-- start of Provided entries --
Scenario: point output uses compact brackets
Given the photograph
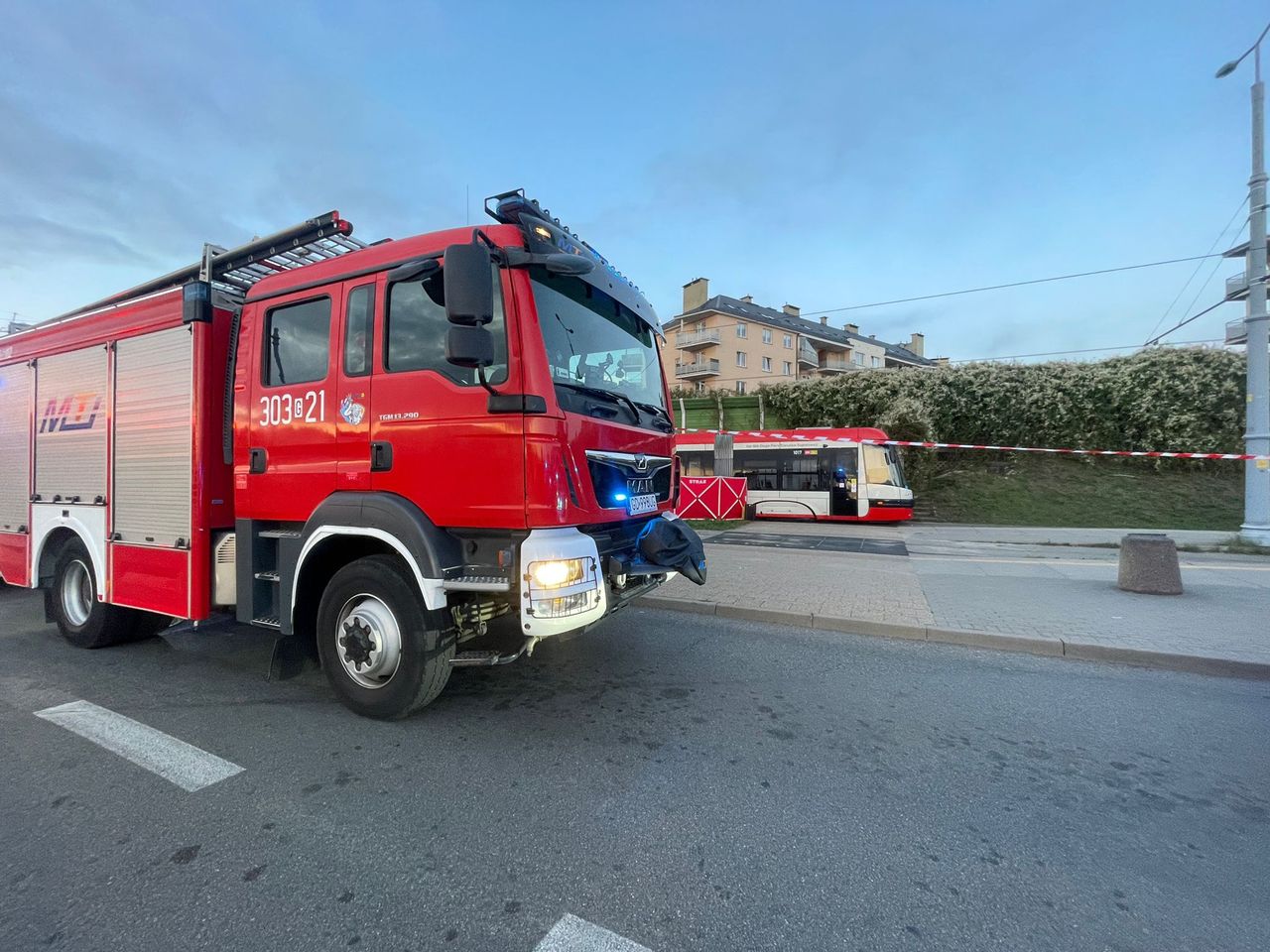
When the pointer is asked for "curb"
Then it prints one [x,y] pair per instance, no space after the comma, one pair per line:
[1046,645]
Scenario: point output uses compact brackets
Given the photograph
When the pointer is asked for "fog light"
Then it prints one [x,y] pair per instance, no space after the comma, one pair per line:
[558,572]
[563,606]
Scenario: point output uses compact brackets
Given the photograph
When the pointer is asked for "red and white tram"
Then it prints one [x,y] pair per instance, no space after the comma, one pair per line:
[807,474]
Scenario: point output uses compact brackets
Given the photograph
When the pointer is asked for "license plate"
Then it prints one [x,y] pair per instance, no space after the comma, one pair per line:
[638,506]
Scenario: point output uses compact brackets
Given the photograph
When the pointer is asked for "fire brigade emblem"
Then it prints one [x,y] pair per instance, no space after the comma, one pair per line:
[350,411]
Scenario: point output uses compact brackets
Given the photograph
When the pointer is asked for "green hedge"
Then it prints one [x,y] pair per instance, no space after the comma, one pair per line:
[1165,399]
-- end of Provided entries --
Given exercise
Using the data above, print every line exactly, omitting pictures.

Answer for the task
Scenario: point output uses compact brackets
Given the photograph
When the pointer is asked for "curb"
Then it prints one [x,y] pair per instance, no space after the comma, one pair per line:
[1046,645]
Scenario: point output uses compact brackets
Given the photograph
When the pointer is asked for "fog light"
Then it prints one [x,y] pair per instance, no space after the comma, one pair per line:
[558,572]
[563,606]
Scenario: point output uses compact brackets
Given the photograph
When the pointer is asked for "red and white tram"
Then it prints one [x,y] pair per instance, no space after the comma, one pair per line:
[807,474]
Scenario: point output uses compact brackets
Given the photograph
When the pointer is asked for "license plate"
Then it prints one [x,y] pair per instance, no space after the comma, one pair per line:
[638,506]
Scenario: point output uses compact brackets
Given the photograph
When the pointer is asked for "fire brigade emblem"
Then it prints one [x,y] pair per instance, no space after the comma, one pair per line:
[350,411]
Scenario: point output uses compact brackets
Given the photograph
When the pointer is asked for "green hedge"
Then it prints one [x,y] pair per instance, no space after the comma, one pair per line:
[1165,399]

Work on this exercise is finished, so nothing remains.